Go through the records below and keep every line that contains the string "road", copying each one unchanged.
------ AVAILABLE RECORDS ------
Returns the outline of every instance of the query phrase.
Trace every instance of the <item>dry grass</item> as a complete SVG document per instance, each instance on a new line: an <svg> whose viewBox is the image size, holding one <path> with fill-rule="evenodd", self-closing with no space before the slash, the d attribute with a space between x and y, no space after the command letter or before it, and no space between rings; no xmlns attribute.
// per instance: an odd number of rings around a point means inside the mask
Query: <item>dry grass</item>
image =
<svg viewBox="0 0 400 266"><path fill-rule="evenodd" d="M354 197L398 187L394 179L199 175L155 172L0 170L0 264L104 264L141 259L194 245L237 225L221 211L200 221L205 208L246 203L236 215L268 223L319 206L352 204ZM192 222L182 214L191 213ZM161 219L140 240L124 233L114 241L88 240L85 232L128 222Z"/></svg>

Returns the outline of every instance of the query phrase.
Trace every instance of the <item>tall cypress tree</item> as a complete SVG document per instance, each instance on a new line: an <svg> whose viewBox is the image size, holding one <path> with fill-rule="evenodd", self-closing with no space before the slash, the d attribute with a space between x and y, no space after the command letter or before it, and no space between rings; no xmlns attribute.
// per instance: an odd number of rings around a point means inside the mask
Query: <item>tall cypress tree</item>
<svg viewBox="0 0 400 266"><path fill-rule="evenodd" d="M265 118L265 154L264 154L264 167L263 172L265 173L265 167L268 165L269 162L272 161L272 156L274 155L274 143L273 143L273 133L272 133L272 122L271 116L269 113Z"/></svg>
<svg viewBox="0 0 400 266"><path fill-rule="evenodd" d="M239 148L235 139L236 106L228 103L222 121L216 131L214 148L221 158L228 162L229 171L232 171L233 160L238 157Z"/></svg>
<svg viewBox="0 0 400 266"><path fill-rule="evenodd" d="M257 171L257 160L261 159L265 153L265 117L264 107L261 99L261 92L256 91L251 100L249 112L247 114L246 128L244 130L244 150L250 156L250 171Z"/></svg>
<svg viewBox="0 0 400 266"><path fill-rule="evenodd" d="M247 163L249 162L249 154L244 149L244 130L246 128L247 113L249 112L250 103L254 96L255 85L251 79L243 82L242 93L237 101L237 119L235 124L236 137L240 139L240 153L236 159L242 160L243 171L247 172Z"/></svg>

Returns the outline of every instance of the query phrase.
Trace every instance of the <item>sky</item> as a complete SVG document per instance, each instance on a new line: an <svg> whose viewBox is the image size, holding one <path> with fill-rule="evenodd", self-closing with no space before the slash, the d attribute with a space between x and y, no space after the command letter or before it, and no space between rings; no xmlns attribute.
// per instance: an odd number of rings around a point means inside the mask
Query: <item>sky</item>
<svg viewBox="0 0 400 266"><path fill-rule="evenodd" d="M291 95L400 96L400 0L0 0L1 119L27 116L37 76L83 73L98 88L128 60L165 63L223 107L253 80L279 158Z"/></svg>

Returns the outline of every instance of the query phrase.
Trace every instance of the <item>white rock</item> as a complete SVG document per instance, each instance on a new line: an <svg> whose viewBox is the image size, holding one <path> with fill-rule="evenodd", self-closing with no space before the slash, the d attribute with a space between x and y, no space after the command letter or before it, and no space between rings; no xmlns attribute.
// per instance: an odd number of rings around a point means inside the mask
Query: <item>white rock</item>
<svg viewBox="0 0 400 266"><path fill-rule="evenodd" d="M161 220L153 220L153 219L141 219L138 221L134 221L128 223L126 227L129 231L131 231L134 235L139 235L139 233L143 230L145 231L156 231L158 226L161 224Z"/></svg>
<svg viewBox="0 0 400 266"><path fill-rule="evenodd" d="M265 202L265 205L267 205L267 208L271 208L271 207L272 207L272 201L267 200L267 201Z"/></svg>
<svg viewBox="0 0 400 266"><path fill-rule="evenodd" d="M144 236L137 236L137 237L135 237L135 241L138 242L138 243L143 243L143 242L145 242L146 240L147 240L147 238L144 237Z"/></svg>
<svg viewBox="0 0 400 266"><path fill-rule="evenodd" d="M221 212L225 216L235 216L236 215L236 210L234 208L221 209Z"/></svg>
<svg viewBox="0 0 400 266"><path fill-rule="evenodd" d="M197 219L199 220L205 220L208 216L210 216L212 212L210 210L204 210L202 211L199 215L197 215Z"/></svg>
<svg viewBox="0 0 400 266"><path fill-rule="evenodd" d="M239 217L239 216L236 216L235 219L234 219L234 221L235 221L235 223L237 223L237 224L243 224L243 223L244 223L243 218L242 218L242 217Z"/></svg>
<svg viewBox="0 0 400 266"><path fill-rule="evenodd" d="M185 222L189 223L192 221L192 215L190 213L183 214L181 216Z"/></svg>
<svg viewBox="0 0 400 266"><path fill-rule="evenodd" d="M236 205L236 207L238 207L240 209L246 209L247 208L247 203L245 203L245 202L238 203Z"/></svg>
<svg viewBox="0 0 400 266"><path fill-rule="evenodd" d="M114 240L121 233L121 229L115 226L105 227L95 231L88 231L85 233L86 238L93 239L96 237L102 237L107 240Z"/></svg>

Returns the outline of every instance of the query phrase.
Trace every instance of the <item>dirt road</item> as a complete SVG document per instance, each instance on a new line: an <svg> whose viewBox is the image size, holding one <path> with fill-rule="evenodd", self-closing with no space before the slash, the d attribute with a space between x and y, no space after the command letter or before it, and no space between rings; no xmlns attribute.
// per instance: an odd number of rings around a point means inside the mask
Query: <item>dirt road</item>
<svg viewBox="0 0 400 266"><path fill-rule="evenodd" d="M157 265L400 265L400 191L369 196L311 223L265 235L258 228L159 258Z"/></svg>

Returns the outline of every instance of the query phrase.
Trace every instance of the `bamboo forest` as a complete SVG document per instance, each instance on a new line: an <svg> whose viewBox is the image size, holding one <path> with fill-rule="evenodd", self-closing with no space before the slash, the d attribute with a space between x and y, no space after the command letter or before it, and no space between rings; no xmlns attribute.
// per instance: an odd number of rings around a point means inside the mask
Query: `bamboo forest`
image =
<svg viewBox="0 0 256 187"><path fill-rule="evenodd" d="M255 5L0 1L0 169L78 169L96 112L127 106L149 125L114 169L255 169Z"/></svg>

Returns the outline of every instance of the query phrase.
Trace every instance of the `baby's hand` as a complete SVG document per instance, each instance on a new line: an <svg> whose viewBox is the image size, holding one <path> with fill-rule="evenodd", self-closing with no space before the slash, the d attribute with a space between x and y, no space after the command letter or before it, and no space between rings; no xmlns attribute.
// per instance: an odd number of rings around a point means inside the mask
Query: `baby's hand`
------
EXERCISE OUTPUT
Trace every instance of the <item>dirt road</item> as a complete SVG document per instance, each instance on a new line: an <svg> whose viewBox is the image size, holding one <path> with fill-rule="evenodd", self-closing with no space before the slash, the d attribute with a space between x and y, no space after the command letter or before it, and no space between rings; no xmlns attribute.
Query: <item>dirt road</item>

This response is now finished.